In the data, swap "puffed sleeve" for "ruffled sleeve" from the line with "Find the puffed" up to and including the line with "[(70, 290), (186, 319)]", leaving all else unchanged. Return only those lines.

** Start **

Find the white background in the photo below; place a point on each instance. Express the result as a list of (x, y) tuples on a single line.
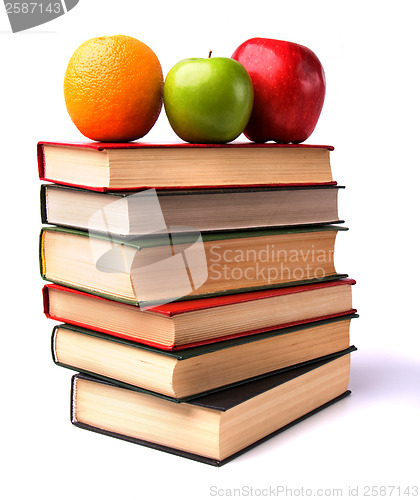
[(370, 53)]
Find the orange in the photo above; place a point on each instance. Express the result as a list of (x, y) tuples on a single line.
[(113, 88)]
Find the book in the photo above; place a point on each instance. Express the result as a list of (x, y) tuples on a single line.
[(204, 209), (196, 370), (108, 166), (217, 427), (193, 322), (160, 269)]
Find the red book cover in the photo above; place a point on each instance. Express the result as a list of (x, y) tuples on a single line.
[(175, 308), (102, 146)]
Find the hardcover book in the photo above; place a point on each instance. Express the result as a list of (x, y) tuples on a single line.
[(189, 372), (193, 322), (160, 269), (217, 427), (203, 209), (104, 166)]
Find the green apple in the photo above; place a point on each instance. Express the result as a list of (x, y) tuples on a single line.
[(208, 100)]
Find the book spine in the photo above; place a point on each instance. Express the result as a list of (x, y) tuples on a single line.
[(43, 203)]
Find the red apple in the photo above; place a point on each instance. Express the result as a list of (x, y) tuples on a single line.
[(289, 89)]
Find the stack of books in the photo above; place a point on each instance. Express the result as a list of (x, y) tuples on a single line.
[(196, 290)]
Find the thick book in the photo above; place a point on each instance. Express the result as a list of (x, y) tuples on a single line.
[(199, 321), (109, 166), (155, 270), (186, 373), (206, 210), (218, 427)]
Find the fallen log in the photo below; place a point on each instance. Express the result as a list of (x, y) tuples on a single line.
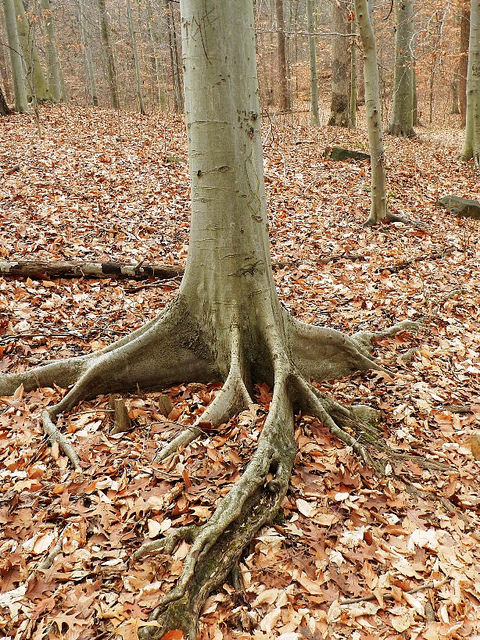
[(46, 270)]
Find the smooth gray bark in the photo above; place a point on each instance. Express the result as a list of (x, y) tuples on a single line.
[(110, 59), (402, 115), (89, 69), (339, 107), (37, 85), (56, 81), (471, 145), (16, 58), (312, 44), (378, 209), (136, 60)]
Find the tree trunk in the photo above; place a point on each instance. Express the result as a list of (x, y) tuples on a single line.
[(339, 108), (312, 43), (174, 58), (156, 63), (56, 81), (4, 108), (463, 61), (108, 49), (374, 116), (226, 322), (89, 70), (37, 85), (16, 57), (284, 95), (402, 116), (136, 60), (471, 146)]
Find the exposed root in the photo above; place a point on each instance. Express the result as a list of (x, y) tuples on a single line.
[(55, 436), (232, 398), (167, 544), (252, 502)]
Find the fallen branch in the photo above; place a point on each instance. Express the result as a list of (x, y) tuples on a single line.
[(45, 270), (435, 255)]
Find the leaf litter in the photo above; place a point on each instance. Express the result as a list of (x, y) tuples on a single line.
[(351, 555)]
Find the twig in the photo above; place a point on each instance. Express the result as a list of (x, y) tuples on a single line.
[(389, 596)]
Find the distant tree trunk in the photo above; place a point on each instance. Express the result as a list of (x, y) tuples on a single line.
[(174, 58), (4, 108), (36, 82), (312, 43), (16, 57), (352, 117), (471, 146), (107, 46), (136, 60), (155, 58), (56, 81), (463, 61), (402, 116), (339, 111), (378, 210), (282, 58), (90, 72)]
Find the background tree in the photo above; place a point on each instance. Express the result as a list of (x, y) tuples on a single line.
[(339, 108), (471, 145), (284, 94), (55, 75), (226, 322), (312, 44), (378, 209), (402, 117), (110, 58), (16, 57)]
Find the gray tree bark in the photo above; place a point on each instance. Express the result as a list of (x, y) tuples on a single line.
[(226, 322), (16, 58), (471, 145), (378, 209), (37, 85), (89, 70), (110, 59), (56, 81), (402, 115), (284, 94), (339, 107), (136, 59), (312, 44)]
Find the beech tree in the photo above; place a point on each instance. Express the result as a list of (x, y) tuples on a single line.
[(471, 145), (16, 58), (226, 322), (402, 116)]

** End **
** Start **

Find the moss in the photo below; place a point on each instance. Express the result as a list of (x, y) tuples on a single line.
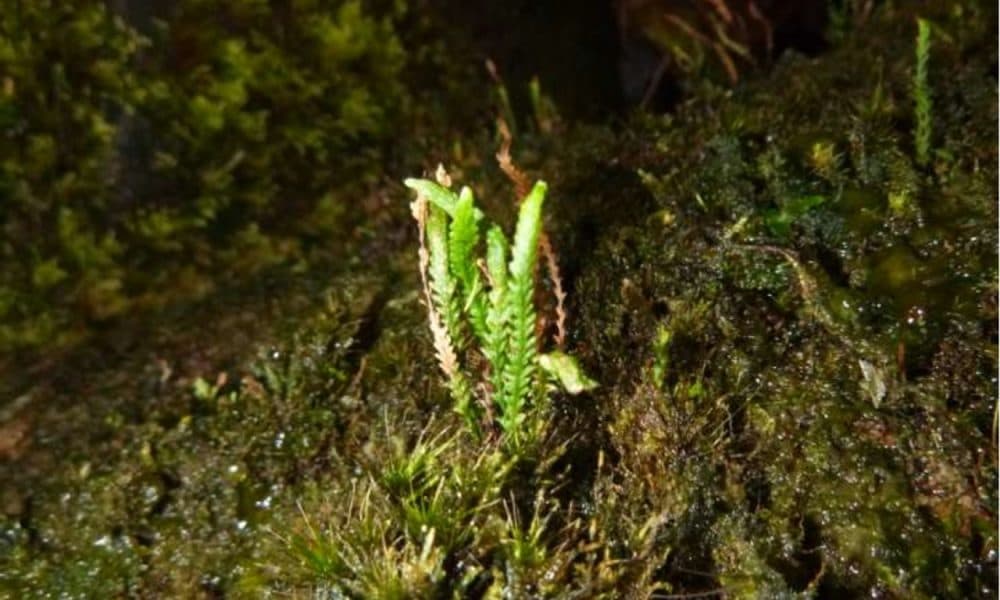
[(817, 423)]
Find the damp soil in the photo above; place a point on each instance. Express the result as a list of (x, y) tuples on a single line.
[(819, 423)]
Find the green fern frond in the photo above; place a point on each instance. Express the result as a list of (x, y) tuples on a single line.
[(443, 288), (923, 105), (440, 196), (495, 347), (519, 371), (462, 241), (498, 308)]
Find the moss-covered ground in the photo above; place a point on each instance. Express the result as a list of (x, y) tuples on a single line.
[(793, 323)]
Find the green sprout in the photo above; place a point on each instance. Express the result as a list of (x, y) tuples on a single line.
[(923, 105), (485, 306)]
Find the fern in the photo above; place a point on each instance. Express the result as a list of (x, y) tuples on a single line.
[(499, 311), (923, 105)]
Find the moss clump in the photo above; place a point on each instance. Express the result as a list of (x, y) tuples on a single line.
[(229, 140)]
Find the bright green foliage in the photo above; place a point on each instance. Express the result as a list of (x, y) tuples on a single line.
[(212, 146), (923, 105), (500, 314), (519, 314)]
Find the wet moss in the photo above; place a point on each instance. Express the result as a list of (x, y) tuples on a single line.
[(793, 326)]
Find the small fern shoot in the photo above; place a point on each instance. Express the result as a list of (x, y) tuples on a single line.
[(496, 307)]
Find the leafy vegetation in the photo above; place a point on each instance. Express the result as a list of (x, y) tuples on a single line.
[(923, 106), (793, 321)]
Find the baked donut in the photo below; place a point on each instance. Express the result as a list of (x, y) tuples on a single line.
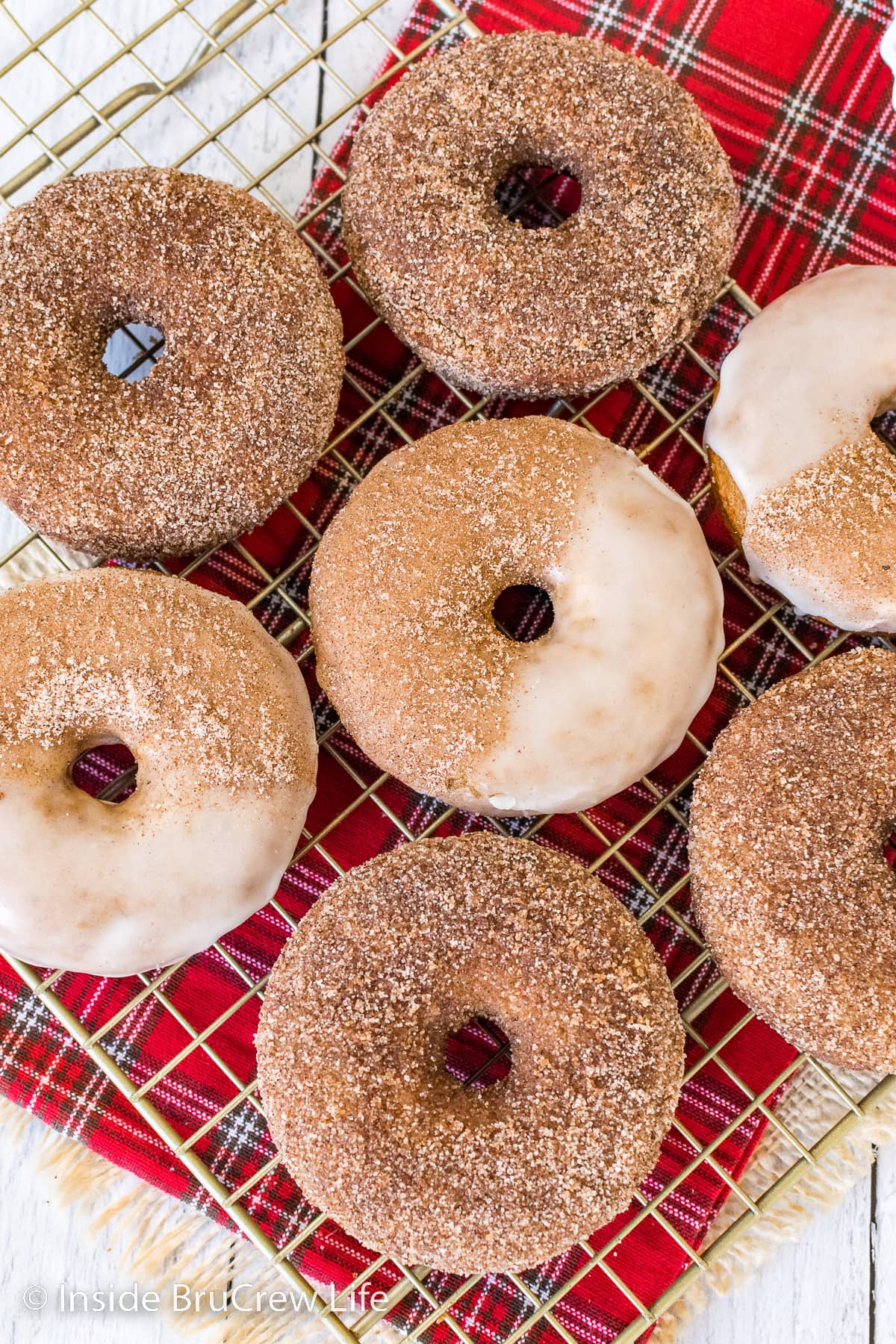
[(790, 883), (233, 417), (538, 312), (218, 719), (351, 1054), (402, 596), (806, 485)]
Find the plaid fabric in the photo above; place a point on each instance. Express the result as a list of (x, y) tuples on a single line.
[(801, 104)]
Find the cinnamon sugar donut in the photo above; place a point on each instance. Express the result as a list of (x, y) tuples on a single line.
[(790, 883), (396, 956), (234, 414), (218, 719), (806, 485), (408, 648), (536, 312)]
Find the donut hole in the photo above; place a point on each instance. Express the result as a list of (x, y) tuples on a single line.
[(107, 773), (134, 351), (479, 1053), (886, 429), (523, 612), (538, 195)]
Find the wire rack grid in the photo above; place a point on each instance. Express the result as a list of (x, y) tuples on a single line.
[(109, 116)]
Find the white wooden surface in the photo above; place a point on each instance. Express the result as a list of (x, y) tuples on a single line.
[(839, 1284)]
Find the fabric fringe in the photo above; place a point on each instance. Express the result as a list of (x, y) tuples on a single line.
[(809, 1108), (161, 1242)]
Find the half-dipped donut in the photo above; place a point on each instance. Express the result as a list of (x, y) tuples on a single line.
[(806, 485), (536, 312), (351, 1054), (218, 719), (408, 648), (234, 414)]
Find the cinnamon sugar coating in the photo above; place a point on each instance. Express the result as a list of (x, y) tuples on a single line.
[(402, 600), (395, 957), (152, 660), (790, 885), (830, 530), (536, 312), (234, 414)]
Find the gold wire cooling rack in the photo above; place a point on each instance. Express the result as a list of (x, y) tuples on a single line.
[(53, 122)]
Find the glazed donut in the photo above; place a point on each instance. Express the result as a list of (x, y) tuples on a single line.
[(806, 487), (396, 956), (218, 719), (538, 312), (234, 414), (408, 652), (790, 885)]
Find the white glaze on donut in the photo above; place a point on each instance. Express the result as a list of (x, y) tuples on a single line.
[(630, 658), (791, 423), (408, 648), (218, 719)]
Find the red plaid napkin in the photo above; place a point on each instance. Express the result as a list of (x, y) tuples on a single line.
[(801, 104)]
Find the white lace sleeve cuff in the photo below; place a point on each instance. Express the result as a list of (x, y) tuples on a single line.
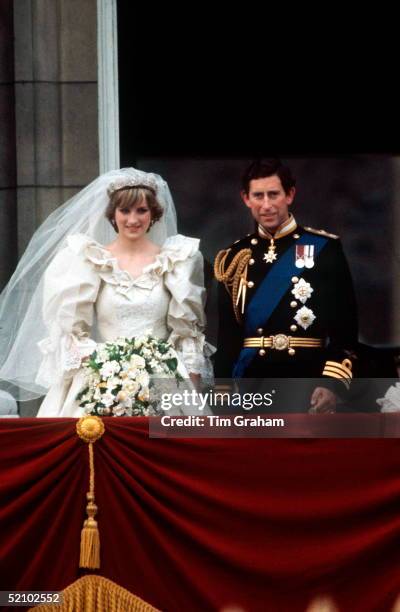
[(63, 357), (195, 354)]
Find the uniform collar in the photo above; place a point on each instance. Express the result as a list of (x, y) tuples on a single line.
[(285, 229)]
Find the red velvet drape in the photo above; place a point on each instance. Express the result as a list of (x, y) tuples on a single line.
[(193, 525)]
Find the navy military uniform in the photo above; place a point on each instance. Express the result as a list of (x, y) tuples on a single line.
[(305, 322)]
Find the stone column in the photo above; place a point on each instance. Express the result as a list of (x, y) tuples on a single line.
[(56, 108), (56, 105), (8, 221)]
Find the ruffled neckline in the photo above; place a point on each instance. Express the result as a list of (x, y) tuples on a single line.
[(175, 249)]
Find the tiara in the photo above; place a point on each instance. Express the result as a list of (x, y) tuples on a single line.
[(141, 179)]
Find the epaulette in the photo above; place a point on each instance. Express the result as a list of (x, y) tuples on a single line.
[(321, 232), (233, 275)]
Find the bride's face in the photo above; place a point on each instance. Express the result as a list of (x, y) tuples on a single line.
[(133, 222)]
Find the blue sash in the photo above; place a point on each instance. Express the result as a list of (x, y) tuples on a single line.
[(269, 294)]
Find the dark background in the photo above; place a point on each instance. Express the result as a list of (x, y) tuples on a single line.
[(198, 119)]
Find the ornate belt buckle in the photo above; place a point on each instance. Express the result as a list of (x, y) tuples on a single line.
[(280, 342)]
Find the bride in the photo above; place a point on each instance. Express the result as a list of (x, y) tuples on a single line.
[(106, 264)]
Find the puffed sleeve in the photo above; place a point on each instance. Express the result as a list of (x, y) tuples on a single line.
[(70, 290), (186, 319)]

** End **
** Start **

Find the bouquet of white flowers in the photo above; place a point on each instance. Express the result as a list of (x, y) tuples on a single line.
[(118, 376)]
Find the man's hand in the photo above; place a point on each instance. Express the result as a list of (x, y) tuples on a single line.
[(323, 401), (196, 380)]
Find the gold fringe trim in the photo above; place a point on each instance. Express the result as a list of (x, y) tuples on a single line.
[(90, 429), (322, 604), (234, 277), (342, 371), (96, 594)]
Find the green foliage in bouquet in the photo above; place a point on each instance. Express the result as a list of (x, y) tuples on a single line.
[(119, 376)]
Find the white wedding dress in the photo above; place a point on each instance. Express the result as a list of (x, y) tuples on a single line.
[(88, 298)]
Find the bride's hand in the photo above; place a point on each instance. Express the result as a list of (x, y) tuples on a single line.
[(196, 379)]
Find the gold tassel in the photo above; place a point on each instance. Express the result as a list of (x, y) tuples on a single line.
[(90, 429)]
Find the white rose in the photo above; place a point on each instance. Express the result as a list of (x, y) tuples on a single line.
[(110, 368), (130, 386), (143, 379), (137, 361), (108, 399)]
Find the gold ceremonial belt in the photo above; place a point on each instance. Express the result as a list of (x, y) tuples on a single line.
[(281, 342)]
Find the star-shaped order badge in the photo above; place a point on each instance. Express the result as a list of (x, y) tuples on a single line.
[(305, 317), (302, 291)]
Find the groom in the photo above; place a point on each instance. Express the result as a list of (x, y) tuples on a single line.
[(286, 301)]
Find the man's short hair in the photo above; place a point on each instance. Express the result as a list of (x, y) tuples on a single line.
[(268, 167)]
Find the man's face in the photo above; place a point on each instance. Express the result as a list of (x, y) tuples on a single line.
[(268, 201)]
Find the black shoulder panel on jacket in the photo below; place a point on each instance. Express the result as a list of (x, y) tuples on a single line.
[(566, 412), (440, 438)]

** End **

# Output
Find the ruffled sleeve in the photo above; place a point on each instance. Express the result as a list of (x, y) tuples on a single line.
[(70, 290), (186, 319)]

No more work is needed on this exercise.